To do. Could you copy every entry exactly, dropping the pictures?
___
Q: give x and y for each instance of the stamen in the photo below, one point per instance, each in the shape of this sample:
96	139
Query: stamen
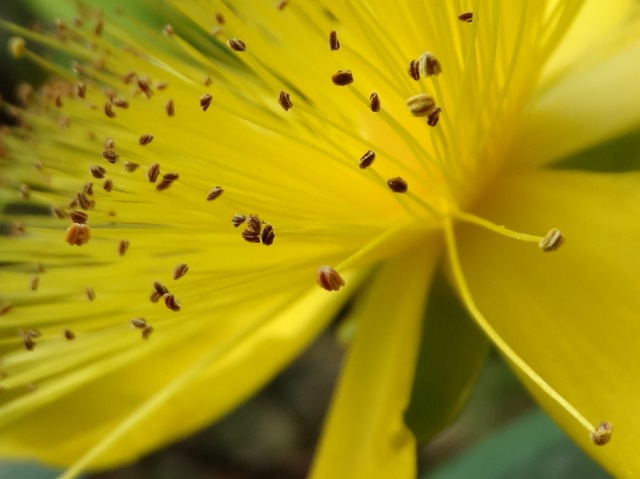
374	100
285	100
397	185
421	104
342	78
334	43
601	435
329	279
367	159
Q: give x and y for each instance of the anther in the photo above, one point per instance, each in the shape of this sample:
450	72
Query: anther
171	302
285	100
397	185
421	104
214	193
97	172
551	241
108	110
268	235
342	78
110	155
91	294
17	46
77	234
169	108
367	159
123	246
374	102
130	166
145	139
414	69
601	435
236	45
78	216
205	101
334	43
180	270
466	17
429	64
238	219
329	279
153	172
434	117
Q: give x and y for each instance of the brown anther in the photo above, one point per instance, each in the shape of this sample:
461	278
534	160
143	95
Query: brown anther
123	246
334	43
153	172
97	172
146	332
108	110
58	212
77	234
551	241
110	155
139	323
25	192
91	294
180	270
160	288
342	78
367	159
130	166
268	235
78	217
601	435
144	86
285	100
429	64
434	117
205	101
121	103
214	193
171	302
466	17
374	102
414	69
421	104
145	139
329	279
397	185
238	219
169	108
34	281
81	89
236	45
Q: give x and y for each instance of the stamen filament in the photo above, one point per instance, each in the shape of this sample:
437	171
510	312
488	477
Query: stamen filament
494	336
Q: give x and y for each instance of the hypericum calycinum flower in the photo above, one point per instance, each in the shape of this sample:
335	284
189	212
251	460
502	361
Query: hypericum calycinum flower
172	201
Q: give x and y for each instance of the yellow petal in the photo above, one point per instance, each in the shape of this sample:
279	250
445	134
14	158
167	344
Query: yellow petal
594	100
572	315
365	435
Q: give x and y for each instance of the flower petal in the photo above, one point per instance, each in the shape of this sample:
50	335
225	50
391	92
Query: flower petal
572	314
365	435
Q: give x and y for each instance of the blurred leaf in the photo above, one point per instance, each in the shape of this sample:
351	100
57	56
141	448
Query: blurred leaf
532	448
451	354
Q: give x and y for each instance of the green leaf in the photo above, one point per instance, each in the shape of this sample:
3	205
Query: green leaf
451	354
532	448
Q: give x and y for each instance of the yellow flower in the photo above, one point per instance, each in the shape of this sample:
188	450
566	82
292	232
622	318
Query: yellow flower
___
Result of the task.
Q: give x and y for each instance of the stamen in the photo below, one point per instance, each in the shape of this sample:
96	139
Query: stamen
374	100
285	100
397	185
421	104
342	78
334	43
601	435
329	279
367	159
Q: give x and y for each instance of the anther in the photo above, one point per instance, each in the shape of this sample:
450	72
Query: anther
171	302
285	100
397	185
421	104
214	193
97	172
551	241
108	110
268	235
342	78
110	155
91	294
17	46
77	234
169	108
367	159
123	246
374	102
130	166
145	139
414	69
601	435
236	45
78	216
205	101
334	43
180	270
466	17
429	64
238	219
329	279
153	172
434	117
Q: give x and y for each instance of the brown anther in the photo above, one point per instance, each in the shape of this sample:
461	278
534	160
143	95
Query: brown anther
123	246
334	43
153	172
97	172
146	332
108	110
58	212
77	234
551	241
110	155
139	323
25	192
91	294
180	270
160	288
342	78
367	159
130	166
268	235
78	217
601	435
144	86
285	100
429	64
434	117
205	101
121	103
214	193
171	302
466	17
374	102
414	69
421	104
145	139
329	279
397	185
238	219
169	108
34	281
81	89
236	45
Q: give x and y for each instance of the stamen filament in the photo above, one point per instance, each in the shape of this sample:
437	171
510	312
488	477
Query: stamen filament
494	336
Q: give x and y for each instance of the hypericum calycinum flower in the photo above, one point per instance, each in the shape of this sample:
335	284
189	212
251	460
502	361
Query: hypericum calycinum flower
172	201
Q: give x and y for each instance of the yellow petal in the photo above, one point per instance, each in the shape of this sample:
279	250
445	134
14	158
167	344
Query: yellow petal
594	100
572	315
365	435
Q: give x and y for each instance of the flower petal in the photo above, one point per instance, each in the shape of this sample:
50	335
225	50
391	92
Query: flower petal
572	314
365	435
Q: give x and y for each instance of the blurred leaf in the photo above, one point per instance, each in the shape of this sample:
351	100
57	56
141	448
Query: blurred leaf
532	448
451	354
Q: give x and y for each instance of the green leaf in the photo above, one point per instance, each in the shape of this sample:
3	205
Query: green leaf
451	354
532	448
Q: give x and y for each instance of the yellow flower in the photo above, one point per instance, each in the shape of this sample:
188	450
566	82
292	232
622	318
Query: yellow flower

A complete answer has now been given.